Отрывок>
● ● ●

Но, а что тогда вот этот самый город, который мы используем и в суждениях первого типа, и в суждениях второго типа? Если мы его задаём исключительно через набор каких-то знаний, то мы можем поступать как бы только одним из этих двух перечисленных способов. Т.е мы опять оказываемся в ситуации выбора двух альтернатив, которые достаточно давно известны и достаточно, скажем так, идеализированно выражены в разных типах деятельности – в научно-исследовательской деятельности и в деятельности преобразовательной, политической или ещё какой-то.
Но, когда мы начинаем налаживать коммуникацию – уже даже не междисциплинарную, а межподходную коммуникацию между сторонниками первого и второго выхода, – то, опять же, нам необходимо, чтобы они друг друга понимали, необходимо не только концентрироваться на эмпирике (которая складывается из всего того, что мы про Дисну знаем), и не только на основе теоретических знаний. Вот эта самая «идея города» есть то общее, что лежит между набором эмпирических представлений (например, имеющихся у мэра Дисны, у нас, когда мы в экспедиции едем и т.д.) и того набора теоретических знаний о городе, которые задают, собственно, «понятие города». Идея – это то, что является общим для них, т.е. для теоретических знаний и эмпирических представлений.
Схема 3
Т.В. – Когда Вы говорите про эмпирические представления, Дисна – это же номинация, а не эмпирические представления.
В.М. – Что значит – «номинация»?
Т.В. – Ну, когда «Дисна» – это город, это имя какого-то объекта. И всё – там нет пока никаких эмпирических представлений.
В.М. – «Дисна» – это не имя, в данном случае. Т.е. она остаётся именем, но оно указывает на комплекс домов, улиц, социальных отношений и т.д., и мы говорим про…
Я.К. – Нет, Таня про то, что Дисну назвали городом, а является ли она городом там практически?.. Я так тебя поняла?

● ● ●

Собранные данные>
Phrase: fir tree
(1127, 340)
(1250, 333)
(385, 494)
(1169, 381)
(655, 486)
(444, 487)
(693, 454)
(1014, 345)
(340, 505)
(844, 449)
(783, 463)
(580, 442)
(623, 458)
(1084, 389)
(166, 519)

● ● ●

Условия заданий>
1. Что, согласно отрывку об идее города, лежит между набором эмпирических представлений и набором теоретических знаний о городе?
2. Допишите, что идёт дальше в отрывке об идее города, начиная сразу после последней реплики.

Готовые ответы>
1. Между ними лежит «идея города», то есть то общее, что есть у теоретических знаний и эмпирических представлений.

2.
Т.В. – Нет, не совсем. Просто мне кажется, что в этой паре утверждений говорить о том, что первое (ну, вот это А) – это набор эмпирических представлений, ну, как как-то, это…
Алесь – Т.е. нет субъекта представлений, да?
Д.Г. – Нет, а что? Мацкевич так задаёт сразу, т.е. он так употребляет эту Дисну.
В.М. – Таня, я не понимаю, что ты говоришь. Ты в Дисне была?
Т.В. – Да, была.
В.М. – Была. Видела своими глазами то, что называется «Дисна»?
Т.В. – Подождите, но когда… Вы же сейчас обсуждаете соотношение между высказываниями, да?
В.М. – Да.
А.Е. – Да здесь, на самом деле, не понятно.
Т.В. – Вот не понятно, да. Т.е. это то, что на самом деле происходит, или это соотношение высказываний? Если Вы обсуждаете соотношение высказываний, то тогда не верно, что это какие-то эмпирические представления, потому что «Дисна есть город» – это не набор эмпирических представлений, которым присвоено какое-то название города, а это – я не знаю – это высказывание, например, из тех же документов.
Алесь – Субъективный взгляд.
Т.В. – Нет, я не говорю про субъективный взгляд. В принципе, для того, чтобы как бы всё нормально там строилось, требуется обычное соответствие, т.е. «Дисна есть город», потому что «Город есть населённый пункт с таким-то количеством населения, с такими-то функциями», и если оно соответствует, то всё нормально.
А.Е. – Нет, вот я тогда даже немножко про другое говорю. «Дисна» у Мацкевича употребляется не как понятие. Вообще, «Дисна – это город» – в данном случае, это не высказывание само по себе, а некий такой номинативный акт, что ли, – типа, когда Перикл говорит: «Это – демократия!».
В.М. – Хорошо, давайте вернёмся… А про Перикла с демократией – это было более понятно?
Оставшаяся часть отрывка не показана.